Data provided –
==========

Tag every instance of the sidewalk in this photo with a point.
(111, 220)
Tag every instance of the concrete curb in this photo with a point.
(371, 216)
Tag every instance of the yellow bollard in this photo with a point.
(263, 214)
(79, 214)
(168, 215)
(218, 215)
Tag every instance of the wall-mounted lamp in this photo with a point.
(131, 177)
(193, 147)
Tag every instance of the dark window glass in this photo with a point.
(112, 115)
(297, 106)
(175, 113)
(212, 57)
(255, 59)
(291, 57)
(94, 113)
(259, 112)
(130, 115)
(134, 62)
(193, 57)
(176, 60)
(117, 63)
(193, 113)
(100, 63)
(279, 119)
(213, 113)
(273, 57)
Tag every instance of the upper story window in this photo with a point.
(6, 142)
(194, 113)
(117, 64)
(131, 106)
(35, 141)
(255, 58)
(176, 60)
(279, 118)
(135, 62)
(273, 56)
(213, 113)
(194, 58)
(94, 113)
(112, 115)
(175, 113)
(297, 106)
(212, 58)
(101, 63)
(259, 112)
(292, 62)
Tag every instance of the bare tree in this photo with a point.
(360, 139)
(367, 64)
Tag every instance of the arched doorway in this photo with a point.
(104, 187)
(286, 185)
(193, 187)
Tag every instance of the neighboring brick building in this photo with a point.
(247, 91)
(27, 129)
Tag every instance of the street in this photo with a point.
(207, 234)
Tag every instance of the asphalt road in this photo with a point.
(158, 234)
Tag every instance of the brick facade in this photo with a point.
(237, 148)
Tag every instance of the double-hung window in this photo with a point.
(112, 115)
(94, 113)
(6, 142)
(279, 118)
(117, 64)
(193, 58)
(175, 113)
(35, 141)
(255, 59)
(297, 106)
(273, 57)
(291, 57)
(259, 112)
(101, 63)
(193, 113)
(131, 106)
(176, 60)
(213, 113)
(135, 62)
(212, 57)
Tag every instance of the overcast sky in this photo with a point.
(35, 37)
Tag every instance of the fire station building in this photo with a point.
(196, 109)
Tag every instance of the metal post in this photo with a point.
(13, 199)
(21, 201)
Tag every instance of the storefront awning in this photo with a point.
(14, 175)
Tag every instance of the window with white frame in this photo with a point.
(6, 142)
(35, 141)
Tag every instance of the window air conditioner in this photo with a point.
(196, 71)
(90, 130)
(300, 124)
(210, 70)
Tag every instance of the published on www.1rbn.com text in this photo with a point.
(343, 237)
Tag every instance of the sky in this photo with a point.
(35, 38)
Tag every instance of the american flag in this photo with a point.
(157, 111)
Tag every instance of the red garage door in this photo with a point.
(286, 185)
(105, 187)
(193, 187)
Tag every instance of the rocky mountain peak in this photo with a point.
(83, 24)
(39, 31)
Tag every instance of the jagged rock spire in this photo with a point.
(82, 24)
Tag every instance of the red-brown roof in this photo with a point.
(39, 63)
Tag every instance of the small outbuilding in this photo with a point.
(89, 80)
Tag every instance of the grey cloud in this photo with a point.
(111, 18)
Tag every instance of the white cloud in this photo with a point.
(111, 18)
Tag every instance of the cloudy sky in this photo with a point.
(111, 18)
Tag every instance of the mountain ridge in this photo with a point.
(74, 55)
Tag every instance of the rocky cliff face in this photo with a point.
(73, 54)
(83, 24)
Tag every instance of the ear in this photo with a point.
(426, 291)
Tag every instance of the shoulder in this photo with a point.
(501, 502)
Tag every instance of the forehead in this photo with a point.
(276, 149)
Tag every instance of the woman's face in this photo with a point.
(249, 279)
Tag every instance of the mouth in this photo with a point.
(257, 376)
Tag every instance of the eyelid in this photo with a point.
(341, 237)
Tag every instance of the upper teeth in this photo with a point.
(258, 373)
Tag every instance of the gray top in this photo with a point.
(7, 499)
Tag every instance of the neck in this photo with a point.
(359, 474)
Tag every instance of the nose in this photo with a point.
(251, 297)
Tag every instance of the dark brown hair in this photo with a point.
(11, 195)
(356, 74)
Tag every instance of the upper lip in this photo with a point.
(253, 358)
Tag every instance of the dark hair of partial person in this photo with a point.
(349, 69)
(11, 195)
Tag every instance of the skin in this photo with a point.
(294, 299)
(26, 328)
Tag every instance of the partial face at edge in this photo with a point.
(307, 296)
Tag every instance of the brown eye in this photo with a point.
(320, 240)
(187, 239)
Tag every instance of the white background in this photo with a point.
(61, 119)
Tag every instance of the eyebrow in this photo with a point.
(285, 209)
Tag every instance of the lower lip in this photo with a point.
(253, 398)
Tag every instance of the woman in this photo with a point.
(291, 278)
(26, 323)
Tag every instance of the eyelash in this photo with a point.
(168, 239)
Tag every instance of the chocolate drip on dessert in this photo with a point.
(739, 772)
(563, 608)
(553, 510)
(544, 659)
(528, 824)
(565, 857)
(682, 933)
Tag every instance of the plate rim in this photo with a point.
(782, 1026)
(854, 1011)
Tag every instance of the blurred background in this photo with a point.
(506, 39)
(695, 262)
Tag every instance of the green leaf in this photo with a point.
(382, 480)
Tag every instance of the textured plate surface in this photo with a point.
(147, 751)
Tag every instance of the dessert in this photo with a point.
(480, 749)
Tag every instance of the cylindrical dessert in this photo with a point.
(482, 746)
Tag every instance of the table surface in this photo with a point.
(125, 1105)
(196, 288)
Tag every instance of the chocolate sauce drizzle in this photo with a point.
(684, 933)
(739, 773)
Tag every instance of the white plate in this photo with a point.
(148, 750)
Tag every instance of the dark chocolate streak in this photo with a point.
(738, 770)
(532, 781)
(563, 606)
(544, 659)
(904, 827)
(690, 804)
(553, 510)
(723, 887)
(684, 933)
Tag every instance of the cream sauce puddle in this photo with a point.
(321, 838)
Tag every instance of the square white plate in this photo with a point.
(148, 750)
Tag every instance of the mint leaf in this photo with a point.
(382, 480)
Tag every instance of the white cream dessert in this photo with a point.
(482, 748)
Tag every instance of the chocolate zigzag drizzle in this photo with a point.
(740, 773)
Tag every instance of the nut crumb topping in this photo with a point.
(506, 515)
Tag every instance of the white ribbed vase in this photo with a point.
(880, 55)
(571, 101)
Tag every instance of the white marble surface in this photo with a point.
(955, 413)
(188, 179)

==========

Problem details –
Write out all of the material above again, swapping "with a point" for "with a marker" and keeping everything else the same.

Exercise answer –
Tag every instance of the sidewalk in this photo with a marker.
(111, 220)
Tag every instance of the concrete curb in this photo with a marker.
(371, 216)
Tag every instance of the yellow bollard in this photo with a marker.
(263, 214)
(79, 214)
(168, 215)
(218, 215)
Tag every instance of the wall-mounted lamp in this photo with a marker.
(131, 177)
(193, 147)
Tag every instance of the dark window glass in this photo with a marker.
(112, 115)
(297, 106)
(175, 113)
(212, 57)
(255, 59)
(291, 57)
(94, 113)
(259, 112)
(130, 115)
(134, 62)
(193, 57)
(176, 60)
(117, 63)
(193, 113)
(100, 63)
(279, 119)
(213, 113)
(273, 57)
Tag every instance of the upper story window in this photo with a marker.
(6, 142)
(194, 113)
(117, 64)
(131, 106)
(35, 141)
(255, 58)
(176, 60)
(279, 118)
(135, 62)
(273, 56)
(213, 113)
(194, 58)
(94, 113)
(112, 115)
(175, 113)
(297, 106)
(212, 58)
(101, 63)
(259, 112)
(292, 62)
Tag every instance of the bare tree in this photo with a marker.
(360, 139)
(367, 64)
Tag every instance of the arched doorway in this photo with a marker.
(104, 187)
(286, 185)
(193, 187)
Tag every instance of the neighboring brick building in this photo with a marker.
(247, 91)
(27, 129)
Tag every instance of the street in this photo with a marker.
(207, 234)
Tag every instance of the asphalt road in this photo with a marker.
(158, 234)
Tag every instance of the brick facade in this photo with a marker.
(237, 148)
Tag every instance of the double-hung window in this photo with a marker.
(112, 115)
(94, 113)
(6, 142)
(279, 118)
(117, 64)
(193, 58)
(175, 113)
(35, 141)
(255, 59)
(297, 106)
(273, 57)
(291, 57)
(259, 112)
(101, 63)
(193, 113)
(131, 106)
(176, 60)
(213, 113)
(135, 62)
(212, 57)
Tag every instance of the overcast sky in this photo with a marker.
(35, 37)
Tag every instance of the fire station building in this photo with a marker.
(196, 109)
Tag every instance of the metal post in this photo with a marker.
(13, 199)
(21, 201)
Tag every instance of the storefront awning in this photo with a marker.
(14, 175)
Tag every instance of the window with white frame in this photo with a marker.
(6, 142)
(35, 141)
Tag every instance of the window air conditioner in this photo with a marker.
(196, 71)
(90, 130)
(300, 124)
(210, 70)
Tag every instance of the published on www.1rbn.com text in this photo with a marker.
(343, 237)
Tag every instance of the sky in this photo with a marker.
(35, 38)
Tag every instance of the american flag in this photo with a marker.
(157, 111)
Tag every instance of the red garage door in this photo with a marker.
(286, 185)
(105, 187)
(193, 187)
Tag every instance of the rocky mountain peak in this photo with a marker.
(83, 24)
(39, 31)
Tag every instance of the jagged rock spire in this photo with a marker.
(82, 24)
Tag every instance of the red-brown roof in this photo with a marker.
(39, 63)
Tag every instance of the small outbuilding in this photo with a marker.
(89, 80)
Tag every instance of the grey cloud in this photo with a marker.
(111, 18)
Tag every instance of the white cloud in this photo with a marker.
(111, 18)
Tag every instance of the cloudy sky in this photo with a marker.
(111, 18)
Tag every instance of the mountain ridge in this photo with a marker.
(74, 55)
Tag every instance of the rocky cliff face in this photo with a marker.
(73, 54)
(83, 24)
Tag every instance of the ear in this photo with a marker.
(426, 291)
Tag every instance of the shoulder in this photo with a marker.
(501, 502)
Tag every instance of the forehead in this photo with a marker.
(276, 149)
Tag every instance of the woman's face in this photo with a marker.
(249, 279)
Tag every instance of the mouth in this photo with a marker.
(257, 376)
Tag every instance of the eyelid in this photo with a marker.
(341, 237)
Tag every instance of the upper teeth in this photo with a marker.
(258, 373)
Tag every instance of the gray top in this photo with a marker.
(7, 499)
Tag every instance of the neck in this photo with a marker.
(359, 474)
Tag every instance of the nose in this photo with a marker.
(251, 297)
Tag every instance of the dark brown hair in this photo with a marker.
(11, 195)
(356, 74)
Tag every instance of the upper lip in this photo with a marker.
(253, 358)
Tag every instance of the dark hair of partial person in this photo with a marker.
(349, 69)
(11, 195)
Tag every instance of the skin in this photo with a marker.
(294, 299)
(26, 328)
Tag every instance of the partial face at edge in this photo with a marker.
(307, 296)
Tag every instance of the brown eye in this photo with a marker.
(320, 240)
(187, 239)
Tag every instance of the white background in this photo with a marker.
(61, 119)
Tag every instance of the eyebrow in this photo with a marker.
(285, 209)
Tag every instance of the lower lip in this photo with a marker.
(253, 398)
Tag every instance of the woman in this photo with a marker.
(291, 278)
(26, 323)
Tag every instance of the eyelash in this photo with a marker.
(168, 239)
Tag every instance of the chocolate drip on dessert in this photo with a marker.
(739, 772)
(563, 608)
(553, 510)
(544, 659)
(528, 824)
(565, 857)
(682, 933)
Tag every instance of the plate rim in this photo with a marker.
(782, 1026)
(854, 1011)
Tag every instance of the blurred background in this photo with a marker.
(506, 39)
(695, 262)
Tag every instance of the green leaf in this photo with a marker.
(382, 480)
Tag every instance of the textured plate surface in this photo with a marker.
(147, 751)
Tag every instance of the dessert in this photo with a marker.
(480, 749)
Tag every instance of the cylindrical dessert in this photo with a marker.
(482, 746)
Tag every instance of the table surface in this photo with a marker.
(125, 1105)
(196, 288)
Tag every instance of the chocolate sauce drizzle in this photo with a marker.
(684, 933)
(739, 773)
Tag every instance of the white plate in this photo with a marker.
(148, 750)
Tag every instance of the dark chocolate streak in this photo with a marker.
(738, 770)
(532, 781)
(563, 606)
(544, 659)
(904, 827)
(690, 804)
(553, 510)
(723, 887)
(684, 933)
Tag every instance of the cream sauce puddle in this photo with a marker.
(321, 838)
Tag every instance of the square white plate in this photo with a marker.
(148, 750)
Tag every instance of the mint leaf in this photo with a marker.
(382, 480)
Tag every instance of the white cream dessert in this photo with a marker.
(482, 748)
Tag every instance of the chocolate zigzag drizzle in this photo with a marker.
(740, 773)
Tag every instance of the nut crumb topping in this photo with a marker.
(506, 515)
Tag every instance of the white ribbed vase in this photo with a marker.
(880, 55)
(571, 101)
Tag every instance of the white marble surface in this photo with a marker.
(955, 413)
(188, 179)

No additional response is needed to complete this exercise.